[[ EXCERPT TO READ, beginning ]]

It is not just limited to driving.  I get just as lost on foot, as well. If I go out different doors in a big building I cannot find my way back to a parking lot. I did this one time when I dropped my daughter off for practice at night at an unfamiliar part of the school. I must have accidentally went out different doors and I spent 45 minutes walking around the block and the school until I finally had to ask someone which way the parking lot was. It was humiliating.  Or, the other day I went with Beans to his Halloween party. The teacher wanted him to participate with the mainstream 3rd grade class, so him, his para and I went to the classroom. I had been to this part of the school a handful of times over the last few years. He (as I predicted) became overwhelmed by the noise in the classroom, so his para asked me to take him back to his classroom while she gathered up his treats. I thought no problem, right? Yes, problem, Upon exiting the room I had not remembered to consciously note any landmarks. I had no idea which way was which. It was essentially to me as if someone had picked me up and sat me down in the middle of an unfamiliar, foreign environment, even though I had just came from that hall not seconds earlier. I stood there trying to remember anything that could help me navigate my surroundings, then pondered if I could make it back on my own, so I tried one direction hoping I get a glimpse of recognition on the other end of the hall, but no, so I thought the safest thing to do was to wait for his para to come out of the room before I got us both hopelessly lost in the building!

I find driving difficult as it is. It's hard for me to multi-task in the way of paying attention to so much stimuli at once. Add place blindness on top of it all and I am hard pressed to go anywhere new or with high traffic. So many things need to be done before I can even attempt to go anywhere I am not familiar with.  I used to rely very heavily on my Garmin, but that was in my purse that was stolen a couple months ago. That navigation system was my safety net, my saving grace.  Now, I'm back to the old days where if I get lost while driving I have to call for help while trying to describe landmarks, because I don't remember streets and I have absolutely NO idea where north, south, east and west are.  These things are way above my ability to even comprehend how others know them.  So, the thief that took my purse has no idea, nor probably cares about how much of a predicament he put me in.

Other coping skills include:
*heavy use of google maps where I can visually get a sense of what the destination looks like.
*written directions with lots of landmark info written in, like when there will be a stop sign, what the destination is by ect
*how many stop lights I have to go through, so I don't panic and think I've gone too far.
*a back up route, in case the one I have is blocked for some reason
*lots of extra time in case I get lost
*someone to go with me
*No night driving unless it's an emergency or only a few blocks

This issue is by far the most damaging to my life. This issue is the one that drove me to get a diagnosis, because I was hoping that there was some therapy, help or assistance for it.  Not only was there not any, but I got the usual agoraphobia/generalized anxiety  excuse tacked onto my Asperger's diagnosis, which was very upsetting to me, because I really wanted help with this.  The clinician was not only ignorant of the disorder, but insisted that it was my anxiety that was causing to me to have these issues.  I insisted that getting lost most definitely causes anxiety, but it is not caused by anxiety.  I was offered social skill therapy and that was virtually all. I left depleted and misunderstood, even more so than I was before going.

So, I try to make my way through as best I can.  I hope by sharing this I can help others who are out there suffering in silence.  It is estimated that up to 1/3 of those with Asperger Syndrome have place blindness.  I know that I can't be the only one and I know there has to be more research done on this difference to help people like me understand the way we perceive visual/spatial information, but the only way that is going to happen is if more people are aware it exists in the first place.

[[ EXCERPT TO READ, end ]]
[[ INFORMATION SHOWN, beginning ]]

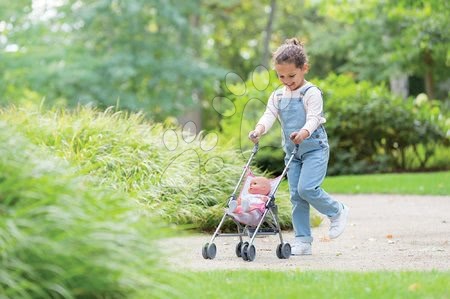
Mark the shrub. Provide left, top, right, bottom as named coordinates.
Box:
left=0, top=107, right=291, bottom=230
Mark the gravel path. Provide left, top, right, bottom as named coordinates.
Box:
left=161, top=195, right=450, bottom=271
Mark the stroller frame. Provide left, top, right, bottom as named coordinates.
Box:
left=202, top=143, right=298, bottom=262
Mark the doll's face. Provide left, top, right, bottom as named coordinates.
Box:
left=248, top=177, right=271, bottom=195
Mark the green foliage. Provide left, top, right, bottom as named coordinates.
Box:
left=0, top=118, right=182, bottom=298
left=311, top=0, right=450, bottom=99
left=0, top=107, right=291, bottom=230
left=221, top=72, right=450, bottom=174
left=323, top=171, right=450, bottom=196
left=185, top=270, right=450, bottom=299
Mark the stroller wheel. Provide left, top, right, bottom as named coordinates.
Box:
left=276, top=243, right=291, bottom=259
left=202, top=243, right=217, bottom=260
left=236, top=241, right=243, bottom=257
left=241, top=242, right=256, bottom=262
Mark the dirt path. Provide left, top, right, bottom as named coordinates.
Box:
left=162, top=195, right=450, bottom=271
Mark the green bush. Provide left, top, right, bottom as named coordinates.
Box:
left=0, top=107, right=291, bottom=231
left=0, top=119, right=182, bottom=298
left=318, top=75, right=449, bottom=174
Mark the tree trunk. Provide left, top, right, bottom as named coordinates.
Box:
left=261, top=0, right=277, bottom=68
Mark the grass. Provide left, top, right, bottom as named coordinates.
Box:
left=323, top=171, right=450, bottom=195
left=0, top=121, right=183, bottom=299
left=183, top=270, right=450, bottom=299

[[ INFORMATION SHOWN, end ]]

REQUIRED WORK:
Translate this sentence from the post on place blindness into Spanish: "It is estimated that up to 1/3 of those with Asperger Syndrome have place blindness." None of the items are needed here.

SOLUTION:
Se estima que hasta 1/3 de quienes tienen síndrome de Asperger padecen ceguera para los lugares.